**CONSIGNE 1**
Comptez les lignes des enregistrements qui contiennent la chaîne « camera », en tenant compte de la casse, et indiquez uniquement ce nombre.

**TEXTE SOURCE**
---*---

Intervention de Jean-Pierre Sueur

Délégation sénatoriale à la prospective — Réunion du 21 octobre 2016 : 1ère réunion
Atelier de prospective : « le phénomène urbain : un atout pour le futur »

Photo de Jean-Pierre SueurJean-Pierre Sueur, rapporteur :

Monsieur le président, mesdames, messieurs, chers amis, je veux tout d'abord remercier Roger Karoutchi, qui anime avec la fougue et la vigueur que nous lui connaissons la délégation sénatoriale à la prospective. Nous avons tenu à ce qu'il y ait, au coeur du Sénat et du Parlement, une délégation qui réfléchisse au futur, au long terme. Parce que nous avons souvent le nez dans le guidon et parce que nous ne voyons pas assez loin, un certain nombre d'enjeux finissent par nous échapper.

---*---

**EXTRAITS D'ENREGISTREMENTS**
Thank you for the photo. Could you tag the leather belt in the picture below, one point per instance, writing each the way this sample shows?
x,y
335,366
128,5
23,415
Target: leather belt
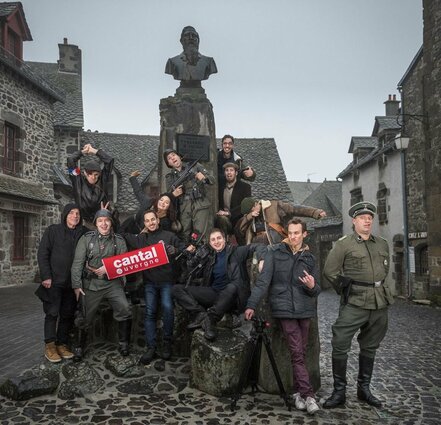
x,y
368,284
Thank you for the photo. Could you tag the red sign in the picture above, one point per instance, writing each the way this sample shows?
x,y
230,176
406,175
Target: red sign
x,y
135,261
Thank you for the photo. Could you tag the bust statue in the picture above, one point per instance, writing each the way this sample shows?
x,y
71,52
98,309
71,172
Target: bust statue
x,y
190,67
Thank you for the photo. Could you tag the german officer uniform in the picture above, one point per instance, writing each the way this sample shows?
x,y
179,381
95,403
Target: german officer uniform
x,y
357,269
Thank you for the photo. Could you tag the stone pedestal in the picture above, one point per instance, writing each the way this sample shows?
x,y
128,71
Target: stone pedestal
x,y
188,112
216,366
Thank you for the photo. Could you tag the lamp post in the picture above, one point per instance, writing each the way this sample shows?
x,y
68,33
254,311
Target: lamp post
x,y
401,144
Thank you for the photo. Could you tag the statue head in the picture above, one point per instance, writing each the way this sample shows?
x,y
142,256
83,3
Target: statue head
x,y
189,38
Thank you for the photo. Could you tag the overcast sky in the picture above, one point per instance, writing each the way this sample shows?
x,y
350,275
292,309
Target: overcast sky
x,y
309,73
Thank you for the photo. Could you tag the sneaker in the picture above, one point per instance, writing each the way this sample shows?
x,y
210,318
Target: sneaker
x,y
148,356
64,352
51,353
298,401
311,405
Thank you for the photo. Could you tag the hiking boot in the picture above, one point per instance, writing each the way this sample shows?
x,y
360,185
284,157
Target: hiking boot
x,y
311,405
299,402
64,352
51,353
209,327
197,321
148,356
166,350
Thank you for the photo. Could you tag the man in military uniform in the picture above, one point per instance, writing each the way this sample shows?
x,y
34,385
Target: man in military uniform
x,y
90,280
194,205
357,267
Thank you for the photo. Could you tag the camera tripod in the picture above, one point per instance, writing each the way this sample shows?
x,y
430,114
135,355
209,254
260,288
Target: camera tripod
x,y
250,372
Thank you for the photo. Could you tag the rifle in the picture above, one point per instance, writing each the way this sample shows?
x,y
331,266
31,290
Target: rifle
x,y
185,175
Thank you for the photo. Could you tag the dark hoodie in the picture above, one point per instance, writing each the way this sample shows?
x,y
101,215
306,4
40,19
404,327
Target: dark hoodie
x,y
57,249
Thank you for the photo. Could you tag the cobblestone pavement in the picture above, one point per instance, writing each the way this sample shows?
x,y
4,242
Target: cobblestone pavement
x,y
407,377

---*---

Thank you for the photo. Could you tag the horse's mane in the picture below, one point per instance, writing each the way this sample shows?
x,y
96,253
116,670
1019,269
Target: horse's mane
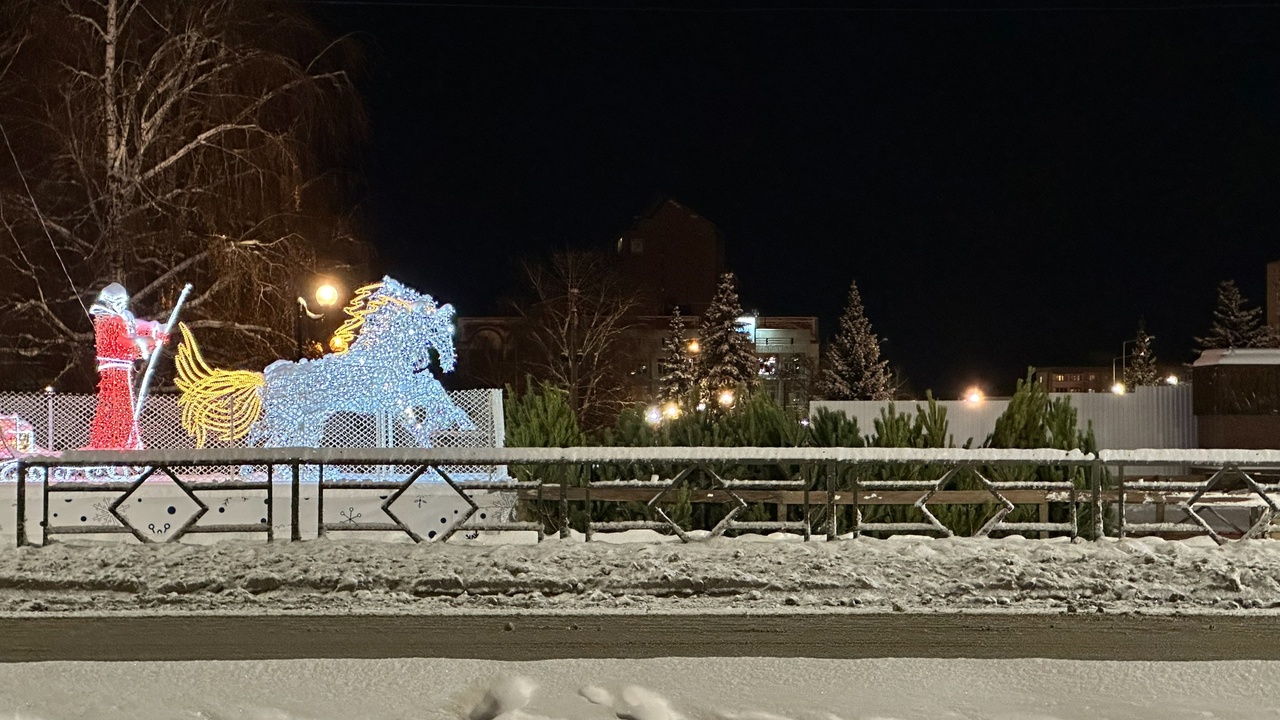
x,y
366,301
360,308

---*---

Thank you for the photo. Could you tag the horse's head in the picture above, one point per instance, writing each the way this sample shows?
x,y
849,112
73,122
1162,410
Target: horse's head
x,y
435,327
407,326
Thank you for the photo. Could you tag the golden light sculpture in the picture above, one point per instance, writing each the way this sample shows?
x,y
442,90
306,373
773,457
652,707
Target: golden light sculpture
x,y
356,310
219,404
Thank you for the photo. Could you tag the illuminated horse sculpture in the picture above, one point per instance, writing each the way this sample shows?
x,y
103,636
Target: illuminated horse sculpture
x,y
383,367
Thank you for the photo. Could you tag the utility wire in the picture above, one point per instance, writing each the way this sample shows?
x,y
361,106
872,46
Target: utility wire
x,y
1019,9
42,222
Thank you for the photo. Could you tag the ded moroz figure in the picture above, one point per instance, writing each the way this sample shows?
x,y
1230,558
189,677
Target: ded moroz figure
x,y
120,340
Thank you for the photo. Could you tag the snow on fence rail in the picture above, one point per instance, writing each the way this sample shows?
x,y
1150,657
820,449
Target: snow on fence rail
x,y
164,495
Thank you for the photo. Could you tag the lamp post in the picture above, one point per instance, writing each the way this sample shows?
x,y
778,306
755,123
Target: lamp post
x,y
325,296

---*---

**CONSIGNE 2**
Traduisez en anglais cette phrase du texte source : « Nous avons tenu à ce qu'il y ait, au coeur du Sénat et du Parlement, une délégation qui réfléchisse au futur, au long terme. »

**RÉPONSE 1**
2

**RÉPONSE 2**
We were determined that there should be, at the heart of the Senate and of Parliament, a delegation that reflects on the future, on the long term.